• _Text passage_
-.-.-

MFLOPS expected

Wed Feb 28 17:16:40 PST 2001

On Wed, 28 Feb 2001 jmggarcia at infosel.net.mx wrote:

> How many MFLOPS can be expected from a Beowulf cluster with something like 16 Pentium III at 1GHz ?
> In my little four nodes cluster prototype, Blas benchmark give me a peak performance of 14 MFlops, isn't too low ?

Ah, the eternal question.  If one car can go 160 kph, how fast will my
garage of four cars go?  First of all, you should ask, "What's a MFLOP
and what does it have to do with my application?"

If your goal (with cars) is to drive to Detroit with one person doing
the driving, it can take you a lot longer to use four cars than just one
(presuming that you MUST get yourself and all four cars to Detroit).  On
the other hand, if your goal is to get your family and your friends to
Detroit (say, 24 people total) it will take a lot less time with four
cars than with one.

So it is with parallel computing.

-.-.-

• _Given data_
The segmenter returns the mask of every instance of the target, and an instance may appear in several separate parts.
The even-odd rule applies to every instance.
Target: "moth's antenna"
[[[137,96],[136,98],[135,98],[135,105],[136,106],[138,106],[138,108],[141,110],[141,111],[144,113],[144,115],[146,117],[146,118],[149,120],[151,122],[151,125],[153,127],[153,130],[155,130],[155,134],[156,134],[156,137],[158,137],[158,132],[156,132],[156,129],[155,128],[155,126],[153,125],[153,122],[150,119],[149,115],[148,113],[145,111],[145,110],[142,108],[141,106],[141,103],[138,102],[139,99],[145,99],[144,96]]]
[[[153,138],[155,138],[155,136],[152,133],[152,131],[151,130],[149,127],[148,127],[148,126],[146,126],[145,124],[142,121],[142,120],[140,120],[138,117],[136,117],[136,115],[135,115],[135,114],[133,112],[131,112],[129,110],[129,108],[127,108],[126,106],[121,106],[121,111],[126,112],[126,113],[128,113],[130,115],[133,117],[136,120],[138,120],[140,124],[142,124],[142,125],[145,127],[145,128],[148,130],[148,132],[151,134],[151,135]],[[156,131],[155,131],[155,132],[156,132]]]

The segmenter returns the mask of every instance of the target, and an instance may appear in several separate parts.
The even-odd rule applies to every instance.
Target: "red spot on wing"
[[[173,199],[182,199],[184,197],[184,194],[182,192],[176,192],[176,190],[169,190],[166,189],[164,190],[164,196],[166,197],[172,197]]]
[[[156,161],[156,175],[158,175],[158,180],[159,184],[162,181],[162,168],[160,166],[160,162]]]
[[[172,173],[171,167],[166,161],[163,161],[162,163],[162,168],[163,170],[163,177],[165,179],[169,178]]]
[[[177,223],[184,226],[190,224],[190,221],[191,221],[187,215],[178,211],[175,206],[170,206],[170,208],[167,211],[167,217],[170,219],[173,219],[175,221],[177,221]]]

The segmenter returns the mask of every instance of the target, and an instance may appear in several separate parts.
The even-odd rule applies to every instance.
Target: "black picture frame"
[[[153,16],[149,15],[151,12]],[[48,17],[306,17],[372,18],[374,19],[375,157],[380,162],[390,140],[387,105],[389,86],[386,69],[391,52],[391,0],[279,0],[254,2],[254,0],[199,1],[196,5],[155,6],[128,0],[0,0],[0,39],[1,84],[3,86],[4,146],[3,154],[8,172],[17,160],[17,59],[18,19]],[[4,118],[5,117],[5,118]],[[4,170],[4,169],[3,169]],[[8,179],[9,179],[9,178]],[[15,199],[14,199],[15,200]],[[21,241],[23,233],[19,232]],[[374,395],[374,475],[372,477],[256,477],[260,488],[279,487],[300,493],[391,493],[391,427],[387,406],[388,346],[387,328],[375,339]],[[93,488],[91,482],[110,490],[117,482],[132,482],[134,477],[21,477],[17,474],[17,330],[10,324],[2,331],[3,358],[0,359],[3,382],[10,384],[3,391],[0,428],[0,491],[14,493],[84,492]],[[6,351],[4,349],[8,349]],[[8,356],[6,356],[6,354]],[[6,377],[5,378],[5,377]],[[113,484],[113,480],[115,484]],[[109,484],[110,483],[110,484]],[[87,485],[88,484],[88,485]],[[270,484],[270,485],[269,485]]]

-.-.-

• _To-do list_
**1)** Please duplicate the part of the MFLOPS post that opens with the words containing "If your goal (with" and closes with "with parallel computing.".
**2)** Translate this sentence from the MFLOPS post into Spanish: "On the other hand, if your goal is to get your family and your friends to Detroit (say, 24 people total) it will take a lot less time with four cars than with one."
**3)** Resume the MFLOPS post on Beowulf cluster performance, picking up after its final sentence.

• _In response_
**1)**
If your goal (with cars) is to drive to Detroit with one person doing
the driving, it can take you a lot longer to use four cars than just one
(presuming that you MUST get yourself and all four cars to Detroit).  On
the other hand, if your goal is to get your family and your friends to
Detroit (say, 24 people total) it will take a lot less time with four
cars than with one.

So it is with parallel computing.

**2)** Por otro lado, si tu objetivo es llevar a tu familia y a tus amigos a Detroit (digamos, 24 personas en total), te tomará mucho menos tiempo con cuatro autos que con uno.

**3)**
Thus the essential meaninglessness of your question.  One possible
answer is "N times the number of MFLOPS produced by a single node in
your cluster" (using any of the manifold definitions of a "MFLOP" that
you care two -- they all mean equally much, or little, with respect you
your particular application").  Another answer might be (literally) "1/2
the number of MFLOPS produced by a single node in the cluster".  Or even
worse.  Or (semi-paradoxically, due to possible but unlikely superlinear
speedup in the partitioned job) even better.  To further complicate the
issue, your job might be integer instruction dominated.  It might have
lots of trancendental calls.  It might have short range or long range
communications with a variety of patterns and granularities.  It might
even be dominated by simple linear transforms (so that a BLAS or Linpack
benchmark isn't totally irrelevant).  Even if it IS dominated by linear
transforms, are you using ATLAS?  If not, your BLAS speed (and hence
your "MFLOPS" rating) can vary by a factor of 2-3 quite easily when it
is tuned to your cache and memory.

Clearly nobody on the list can answer your question, and the answer
isn't useful anyway.  So why bother?

There ARE, however, useful questions -- and answers.  Ask instead "How
long does it take MY APPLICATION (which I'm sure you care about much
more than a BLAS or Linpack or cpu-rate benchmark anyway) to complete on
a single node?"  You can measure this easily.  Now ask "How long does it
take to complete in parallel running on two, three, four of my nodes?"
You can measure this easily.

If the time for four nodes is roughly 1/4 the time for one node, life is
good, your problem has parallelized well (out to at least four nodes,
don't get carried away) and you can reasonably hope to parallelize it
out to more.  If it runs at 1/2 the speed on four nodes that it does on
one (and it might! seriously!) don't be discouraged -- instead figure
out why and see if one of the simple remedies gives you better scaling.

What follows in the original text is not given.